Extrait du document |
___

Ce schéma-type de l’appartenance à une souche à travers la négation de toute différence dans la passion amoureuse nous ramène à la constatation plus générale du début. Comment se fait-il donc que le désir de n’être pas raciste exige, pour ne pas verser dans l’illusion, une contre-démarche, succédant à la reconnaissance d’une différence originelle.  Personne n’est d’emblée antiraciste, et ceux-là mêmes qui se proclament tels a priori passent leur temps à échafauder des constructions  justifiant leur position négative ; ils courent ainsi le risque – loin d’être rare – de voir un jour leur position se renverser en son contraire avec la même violence immotivée qu’ils avaient mise à nier le racisme. On a vu plus d’une fois la libéralité évidente du jeune métropolitain se métamorphoser, sur la terre d’Algérie, en une férocité ou un mépris tout aussi peu expliqués ou explicables, l’une et l’autre attitude se justifiant par une position politique toujours seconde.

___

Consigne écrite 1 |
Recopiez mot pour mot l'intégralité du passage sur le racisme.

Matériel présenté |

___

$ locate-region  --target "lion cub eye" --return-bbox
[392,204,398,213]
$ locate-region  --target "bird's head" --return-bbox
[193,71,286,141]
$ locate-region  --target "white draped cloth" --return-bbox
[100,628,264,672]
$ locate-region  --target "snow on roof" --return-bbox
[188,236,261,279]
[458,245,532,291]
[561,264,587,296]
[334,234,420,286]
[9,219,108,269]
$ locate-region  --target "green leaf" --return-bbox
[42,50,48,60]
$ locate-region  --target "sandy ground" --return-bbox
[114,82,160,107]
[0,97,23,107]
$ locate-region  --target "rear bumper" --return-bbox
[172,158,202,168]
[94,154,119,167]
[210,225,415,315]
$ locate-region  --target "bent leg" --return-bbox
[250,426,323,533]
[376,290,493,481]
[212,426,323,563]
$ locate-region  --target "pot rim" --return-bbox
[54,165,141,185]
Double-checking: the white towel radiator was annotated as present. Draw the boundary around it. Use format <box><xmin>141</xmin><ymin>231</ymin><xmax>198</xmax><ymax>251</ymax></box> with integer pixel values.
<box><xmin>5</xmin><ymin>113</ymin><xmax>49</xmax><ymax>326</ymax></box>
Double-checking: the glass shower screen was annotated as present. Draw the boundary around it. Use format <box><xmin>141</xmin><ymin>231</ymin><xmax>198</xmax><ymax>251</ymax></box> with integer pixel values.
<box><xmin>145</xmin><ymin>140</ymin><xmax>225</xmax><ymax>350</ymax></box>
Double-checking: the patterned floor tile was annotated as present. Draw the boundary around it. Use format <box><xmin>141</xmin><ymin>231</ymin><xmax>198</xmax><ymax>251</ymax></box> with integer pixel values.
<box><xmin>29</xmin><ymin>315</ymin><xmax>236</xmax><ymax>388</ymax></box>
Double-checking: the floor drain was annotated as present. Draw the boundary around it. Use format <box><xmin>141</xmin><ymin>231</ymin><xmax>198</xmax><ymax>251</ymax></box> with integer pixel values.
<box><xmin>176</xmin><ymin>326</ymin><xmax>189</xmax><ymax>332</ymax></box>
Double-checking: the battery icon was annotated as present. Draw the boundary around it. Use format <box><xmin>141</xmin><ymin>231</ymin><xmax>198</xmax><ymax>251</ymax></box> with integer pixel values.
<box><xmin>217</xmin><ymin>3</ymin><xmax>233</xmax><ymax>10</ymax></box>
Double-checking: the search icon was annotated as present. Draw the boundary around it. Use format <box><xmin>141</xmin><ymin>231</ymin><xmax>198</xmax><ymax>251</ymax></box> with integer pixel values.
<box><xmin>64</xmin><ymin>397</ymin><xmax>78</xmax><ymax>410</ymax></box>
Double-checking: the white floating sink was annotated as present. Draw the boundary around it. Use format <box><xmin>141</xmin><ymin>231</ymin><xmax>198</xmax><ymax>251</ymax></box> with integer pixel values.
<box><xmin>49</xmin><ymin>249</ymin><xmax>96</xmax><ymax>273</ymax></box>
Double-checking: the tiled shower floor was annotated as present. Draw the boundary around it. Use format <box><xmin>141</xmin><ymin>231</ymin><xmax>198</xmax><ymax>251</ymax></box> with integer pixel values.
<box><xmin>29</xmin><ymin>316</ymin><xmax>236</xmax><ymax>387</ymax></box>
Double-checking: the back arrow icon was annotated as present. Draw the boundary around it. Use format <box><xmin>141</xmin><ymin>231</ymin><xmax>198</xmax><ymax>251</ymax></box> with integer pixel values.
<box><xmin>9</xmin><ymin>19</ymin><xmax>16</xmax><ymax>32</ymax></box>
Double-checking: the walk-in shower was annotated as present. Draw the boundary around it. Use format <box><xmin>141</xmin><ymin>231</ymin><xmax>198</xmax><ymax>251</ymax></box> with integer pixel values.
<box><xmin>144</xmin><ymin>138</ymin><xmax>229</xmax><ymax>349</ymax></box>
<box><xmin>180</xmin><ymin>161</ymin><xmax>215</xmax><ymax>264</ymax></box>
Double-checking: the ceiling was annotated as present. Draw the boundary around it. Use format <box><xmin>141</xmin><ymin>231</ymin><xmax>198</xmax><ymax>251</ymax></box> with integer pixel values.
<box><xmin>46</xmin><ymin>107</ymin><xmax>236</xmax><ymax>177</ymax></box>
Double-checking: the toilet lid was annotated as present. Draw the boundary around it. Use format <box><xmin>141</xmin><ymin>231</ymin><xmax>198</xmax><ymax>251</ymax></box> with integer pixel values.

___

Consigne écrite 2 |
Extrayez tel quel le début des lignes ci-dessus, de la première ligne à celle qui contient "[0,97,23,107]", cette dernière comprise.

Résultat obtenu 1 |
Ce schéma-type de l’appartenance à une souche à travers la négation de toute différence dans la passion amoureuse nous ramène à la constatation plus générale du début. Comment se fait-il donc que le désir de n’être pas raciste exige, pour ne pas verser dans l’illusion, une contre-démarche, succédant à la reconnaissance d’une différence originelle.  Personne n’est d’emblée antiraciste, et ceux-là mêmes qui se proclament tels a priori passent leur temps à échafauder des constructions  justifiant leur position négative ; ils courent ainsi le risque – loin d’être rare – de voir un jour leur position se renverser en son contraire avec la même violence immotivée qu’ils avaient mise à nier le racisme. On a vu plus d’une fois la libéralité évidente du jeune métropolitain se métamorphoser, sur la terre d’Algérie, en une férocité ou un mépris tout aussi peu expliqués ou explicables, l’une et l’autre attitude se justifiant par une position politique toujours seconde.

Résultat obtenu 2 |
$ locate-region  --target "lion cub eye" --return-bbox
[392,204,398,213]
$ locate-region  --target "bird's head" --return-bbox
[193,71,286,141]
$ locate-region  --target "white draped cloth" --return-bbox
[100,628,264,672]
$ locate-region  --target "snow on roof" --return-bbox
[188,236,261,279]
[458,245,532,291]
[561,264,587,296]
[334,234,420,286]
[9,219,108,269]
$ locate-region  --target "green leaf" --return-bbox
[42,50,48,60]
$ locate-region  --target "sandy ground" --return-bbox
[114,82,160,107]
[0,97,23,107]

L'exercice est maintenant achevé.